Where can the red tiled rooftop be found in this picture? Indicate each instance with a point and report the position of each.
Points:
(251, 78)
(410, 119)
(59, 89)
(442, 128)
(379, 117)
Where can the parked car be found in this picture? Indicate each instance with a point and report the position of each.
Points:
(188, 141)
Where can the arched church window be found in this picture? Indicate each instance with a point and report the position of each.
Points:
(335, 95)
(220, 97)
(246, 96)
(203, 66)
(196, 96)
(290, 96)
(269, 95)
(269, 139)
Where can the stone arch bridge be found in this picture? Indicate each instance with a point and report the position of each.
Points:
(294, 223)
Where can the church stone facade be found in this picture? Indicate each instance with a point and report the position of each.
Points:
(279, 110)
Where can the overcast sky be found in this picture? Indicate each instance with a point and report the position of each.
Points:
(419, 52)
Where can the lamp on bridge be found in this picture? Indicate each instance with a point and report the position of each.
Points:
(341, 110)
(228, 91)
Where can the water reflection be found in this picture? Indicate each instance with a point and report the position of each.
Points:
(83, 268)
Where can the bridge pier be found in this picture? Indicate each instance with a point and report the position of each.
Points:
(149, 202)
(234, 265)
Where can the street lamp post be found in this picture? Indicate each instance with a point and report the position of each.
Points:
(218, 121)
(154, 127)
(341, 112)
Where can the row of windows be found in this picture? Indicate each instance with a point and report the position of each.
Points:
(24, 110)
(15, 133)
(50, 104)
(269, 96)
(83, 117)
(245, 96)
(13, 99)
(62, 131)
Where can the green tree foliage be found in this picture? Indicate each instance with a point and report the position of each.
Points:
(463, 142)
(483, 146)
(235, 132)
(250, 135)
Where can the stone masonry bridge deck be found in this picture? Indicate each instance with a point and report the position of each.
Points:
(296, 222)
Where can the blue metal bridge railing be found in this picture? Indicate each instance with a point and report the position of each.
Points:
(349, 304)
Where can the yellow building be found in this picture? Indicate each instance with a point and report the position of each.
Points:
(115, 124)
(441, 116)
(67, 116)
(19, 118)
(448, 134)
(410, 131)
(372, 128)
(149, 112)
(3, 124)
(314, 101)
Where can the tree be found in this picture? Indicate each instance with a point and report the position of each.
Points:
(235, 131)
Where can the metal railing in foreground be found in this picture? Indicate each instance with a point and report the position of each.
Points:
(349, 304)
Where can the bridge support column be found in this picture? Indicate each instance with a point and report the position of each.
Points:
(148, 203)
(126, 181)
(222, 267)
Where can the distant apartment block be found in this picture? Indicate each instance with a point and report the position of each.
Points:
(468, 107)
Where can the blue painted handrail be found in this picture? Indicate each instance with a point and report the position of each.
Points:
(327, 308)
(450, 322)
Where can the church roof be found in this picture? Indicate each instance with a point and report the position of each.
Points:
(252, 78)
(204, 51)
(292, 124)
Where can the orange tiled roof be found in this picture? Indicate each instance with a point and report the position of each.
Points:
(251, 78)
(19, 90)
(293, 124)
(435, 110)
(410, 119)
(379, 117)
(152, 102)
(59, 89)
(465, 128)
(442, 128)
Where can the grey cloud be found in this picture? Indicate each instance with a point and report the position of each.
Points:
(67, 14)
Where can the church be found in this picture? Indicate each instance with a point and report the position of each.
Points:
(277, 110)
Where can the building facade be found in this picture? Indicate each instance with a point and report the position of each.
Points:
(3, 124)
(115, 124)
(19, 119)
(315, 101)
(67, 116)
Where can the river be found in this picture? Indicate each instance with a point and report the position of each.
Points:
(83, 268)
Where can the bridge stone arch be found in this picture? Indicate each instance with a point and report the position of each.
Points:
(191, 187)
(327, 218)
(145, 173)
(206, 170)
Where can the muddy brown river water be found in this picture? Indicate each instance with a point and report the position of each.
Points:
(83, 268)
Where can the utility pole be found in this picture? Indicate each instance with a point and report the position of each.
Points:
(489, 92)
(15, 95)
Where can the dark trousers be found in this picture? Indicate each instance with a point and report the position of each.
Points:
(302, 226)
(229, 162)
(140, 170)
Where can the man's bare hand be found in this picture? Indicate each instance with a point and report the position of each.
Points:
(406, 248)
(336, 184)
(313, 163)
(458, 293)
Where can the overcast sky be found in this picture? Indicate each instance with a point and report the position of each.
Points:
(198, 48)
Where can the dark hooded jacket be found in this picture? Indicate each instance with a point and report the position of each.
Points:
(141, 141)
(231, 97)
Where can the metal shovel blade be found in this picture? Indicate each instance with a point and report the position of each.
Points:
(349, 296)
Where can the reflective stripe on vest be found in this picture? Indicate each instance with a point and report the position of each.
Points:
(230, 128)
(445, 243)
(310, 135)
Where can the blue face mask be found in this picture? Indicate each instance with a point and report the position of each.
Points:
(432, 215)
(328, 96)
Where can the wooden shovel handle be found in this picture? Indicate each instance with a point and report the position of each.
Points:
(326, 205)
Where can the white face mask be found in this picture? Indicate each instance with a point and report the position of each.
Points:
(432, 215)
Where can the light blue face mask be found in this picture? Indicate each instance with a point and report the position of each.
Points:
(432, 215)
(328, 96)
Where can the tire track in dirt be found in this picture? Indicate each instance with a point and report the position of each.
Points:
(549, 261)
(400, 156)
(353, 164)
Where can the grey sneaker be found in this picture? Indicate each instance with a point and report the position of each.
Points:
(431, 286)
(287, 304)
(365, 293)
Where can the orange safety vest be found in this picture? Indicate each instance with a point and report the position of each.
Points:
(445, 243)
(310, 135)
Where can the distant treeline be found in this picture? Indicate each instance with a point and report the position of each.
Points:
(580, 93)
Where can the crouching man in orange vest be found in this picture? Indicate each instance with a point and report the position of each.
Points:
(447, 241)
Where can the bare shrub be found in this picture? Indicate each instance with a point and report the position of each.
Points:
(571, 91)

◆ ◆ ◆

■ Work task:
Tally the lines of the data that hold the string "lamp". Answer with the number and nothing more.

■ Your solution:
2